Directions
Filter the rows below and copy out every line that contains the word "rugby". Only matches with the same capitalization count.

Named-object pointing records:
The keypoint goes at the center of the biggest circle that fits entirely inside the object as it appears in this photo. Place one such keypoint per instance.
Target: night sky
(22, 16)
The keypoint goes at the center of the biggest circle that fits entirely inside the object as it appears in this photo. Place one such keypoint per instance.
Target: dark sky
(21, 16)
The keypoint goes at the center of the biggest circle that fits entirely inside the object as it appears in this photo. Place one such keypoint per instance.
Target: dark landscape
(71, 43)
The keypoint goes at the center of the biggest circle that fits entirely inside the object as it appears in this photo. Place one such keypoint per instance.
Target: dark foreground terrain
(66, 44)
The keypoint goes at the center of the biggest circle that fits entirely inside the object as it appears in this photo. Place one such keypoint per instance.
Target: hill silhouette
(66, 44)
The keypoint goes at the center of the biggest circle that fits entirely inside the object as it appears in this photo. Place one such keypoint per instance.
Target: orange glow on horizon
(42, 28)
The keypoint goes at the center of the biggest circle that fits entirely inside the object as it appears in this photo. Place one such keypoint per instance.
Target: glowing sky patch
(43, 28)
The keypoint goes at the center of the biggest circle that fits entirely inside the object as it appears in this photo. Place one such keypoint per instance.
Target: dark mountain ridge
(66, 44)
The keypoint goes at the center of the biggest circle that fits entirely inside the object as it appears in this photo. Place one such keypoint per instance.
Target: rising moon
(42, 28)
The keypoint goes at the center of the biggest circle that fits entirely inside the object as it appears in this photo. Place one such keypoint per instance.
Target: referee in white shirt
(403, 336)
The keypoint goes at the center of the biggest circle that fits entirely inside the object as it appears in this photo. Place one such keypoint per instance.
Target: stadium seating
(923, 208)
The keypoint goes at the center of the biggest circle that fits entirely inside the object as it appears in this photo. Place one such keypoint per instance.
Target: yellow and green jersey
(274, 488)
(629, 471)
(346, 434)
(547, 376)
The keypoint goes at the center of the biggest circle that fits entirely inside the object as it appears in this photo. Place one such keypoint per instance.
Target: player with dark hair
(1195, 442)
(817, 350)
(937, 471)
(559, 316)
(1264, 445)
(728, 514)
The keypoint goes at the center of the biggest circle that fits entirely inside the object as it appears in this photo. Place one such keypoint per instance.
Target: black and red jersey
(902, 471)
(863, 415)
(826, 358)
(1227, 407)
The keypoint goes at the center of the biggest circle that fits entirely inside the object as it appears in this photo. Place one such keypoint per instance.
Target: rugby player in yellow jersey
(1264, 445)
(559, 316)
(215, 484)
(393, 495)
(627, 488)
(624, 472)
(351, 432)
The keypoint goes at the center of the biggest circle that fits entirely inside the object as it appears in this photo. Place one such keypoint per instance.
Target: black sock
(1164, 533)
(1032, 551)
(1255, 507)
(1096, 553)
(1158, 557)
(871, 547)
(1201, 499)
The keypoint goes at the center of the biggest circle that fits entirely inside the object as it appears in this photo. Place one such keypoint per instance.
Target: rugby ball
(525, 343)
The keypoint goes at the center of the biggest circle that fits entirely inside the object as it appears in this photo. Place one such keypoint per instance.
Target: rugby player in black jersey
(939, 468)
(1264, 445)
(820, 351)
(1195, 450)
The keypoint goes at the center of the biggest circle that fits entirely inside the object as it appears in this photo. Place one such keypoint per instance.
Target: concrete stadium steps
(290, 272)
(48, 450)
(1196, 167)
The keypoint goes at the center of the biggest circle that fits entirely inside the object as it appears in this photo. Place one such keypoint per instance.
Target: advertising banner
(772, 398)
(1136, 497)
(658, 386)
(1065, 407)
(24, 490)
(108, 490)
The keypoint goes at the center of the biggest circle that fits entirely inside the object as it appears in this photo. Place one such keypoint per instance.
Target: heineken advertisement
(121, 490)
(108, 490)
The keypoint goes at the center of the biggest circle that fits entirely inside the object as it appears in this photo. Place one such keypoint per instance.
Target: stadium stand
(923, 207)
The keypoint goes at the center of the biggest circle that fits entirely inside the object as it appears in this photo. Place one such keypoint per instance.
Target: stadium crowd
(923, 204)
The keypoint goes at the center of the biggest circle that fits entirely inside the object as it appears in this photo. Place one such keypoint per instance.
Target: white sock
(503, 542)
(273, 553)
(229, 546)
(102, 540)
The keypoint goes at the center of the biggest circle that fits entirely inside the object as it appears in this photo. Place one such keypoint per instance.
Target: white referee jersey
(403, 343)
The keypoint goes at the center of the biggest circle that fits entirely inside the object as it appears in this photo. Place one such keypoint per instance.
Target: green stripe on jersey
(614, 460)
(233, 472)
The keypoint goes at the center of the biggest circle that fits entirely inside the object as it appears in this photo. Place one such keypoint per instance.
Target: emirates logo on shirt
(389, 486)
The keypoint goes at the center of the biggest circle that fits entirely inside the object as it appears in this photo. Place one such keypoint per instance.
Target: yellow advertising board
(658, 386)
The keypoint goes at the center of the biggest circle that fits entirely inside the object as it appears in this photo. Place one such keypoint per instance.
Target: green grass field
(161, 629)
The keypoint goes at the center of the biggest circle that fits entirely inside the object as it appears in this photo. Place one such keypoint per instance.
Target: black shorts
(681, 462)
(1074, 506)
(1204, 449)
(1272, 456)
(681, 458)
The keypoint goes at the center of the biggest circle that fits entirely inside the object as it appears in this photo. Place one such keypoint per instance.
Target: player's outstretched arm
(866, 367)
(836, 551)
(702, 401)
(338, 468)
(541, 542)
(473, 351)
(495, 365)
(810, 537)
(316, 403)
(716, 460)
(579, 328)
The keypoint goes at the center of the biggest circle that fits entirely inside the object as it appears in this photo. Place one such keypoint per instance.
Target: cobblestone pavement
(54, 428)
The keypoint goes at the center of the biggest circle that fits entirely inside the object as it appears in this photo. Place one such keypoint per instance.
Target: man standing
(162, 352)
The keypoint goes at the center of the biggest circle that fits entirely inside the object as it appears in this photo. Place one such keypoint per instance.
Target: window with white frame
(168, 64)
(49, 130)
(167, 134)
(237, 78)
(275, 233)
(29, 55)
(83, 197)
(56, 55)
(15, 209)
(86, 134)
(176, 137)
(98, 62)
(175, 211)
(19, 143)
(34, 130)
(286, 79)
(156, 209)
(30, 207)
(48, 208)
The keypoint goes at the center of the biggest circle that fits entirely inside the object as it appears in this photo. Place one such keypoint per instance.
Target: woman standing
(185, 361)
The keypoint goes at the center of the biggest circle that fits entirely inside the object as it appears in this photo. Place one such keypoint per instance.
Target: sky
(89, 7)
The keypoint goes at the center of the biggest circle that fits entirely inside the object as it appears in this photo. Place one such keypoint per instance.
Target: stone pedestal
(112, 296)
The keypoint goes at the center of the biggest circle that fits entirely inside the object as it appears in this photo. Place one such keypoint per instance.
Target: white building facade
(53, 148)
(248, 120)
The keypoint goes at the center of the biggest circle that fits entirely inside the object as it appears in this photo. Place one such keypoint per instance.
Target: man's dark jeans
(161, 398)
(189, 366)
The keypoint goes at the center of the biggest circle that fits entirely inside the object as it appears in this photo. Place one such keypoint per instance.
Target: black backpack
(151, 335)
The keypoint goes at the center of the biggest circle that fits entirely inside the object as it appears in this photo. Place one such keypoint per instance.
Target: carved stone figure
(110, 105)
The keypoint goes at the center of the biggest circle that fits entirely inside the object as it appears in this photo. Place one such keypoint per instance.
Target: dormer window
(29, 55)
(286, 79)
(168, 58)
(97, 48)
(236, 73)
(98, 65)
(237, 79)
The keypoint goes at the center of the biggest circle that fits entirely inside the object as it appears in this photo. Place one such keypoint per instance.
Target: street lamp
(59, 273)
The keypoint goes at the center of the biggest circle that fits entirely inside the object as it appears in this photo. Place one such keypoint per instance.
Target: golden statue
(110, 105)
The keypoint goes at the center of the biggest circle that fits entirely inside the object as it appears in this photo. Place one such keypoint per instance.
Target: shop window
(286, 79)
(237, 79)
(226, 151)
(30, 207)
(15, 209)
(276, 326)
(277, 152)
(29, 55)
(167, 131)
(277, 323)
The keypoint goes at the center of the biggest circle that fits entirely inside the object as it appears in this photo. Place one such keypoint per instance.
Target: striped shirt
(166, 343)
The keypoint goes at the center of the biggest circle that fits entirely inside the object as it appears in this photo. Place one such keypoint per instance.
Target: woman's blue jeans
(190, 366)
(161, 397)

Written answer
Target: rugby player in yellow jersey
Target: rugby ball
Target: rugby player in black jersey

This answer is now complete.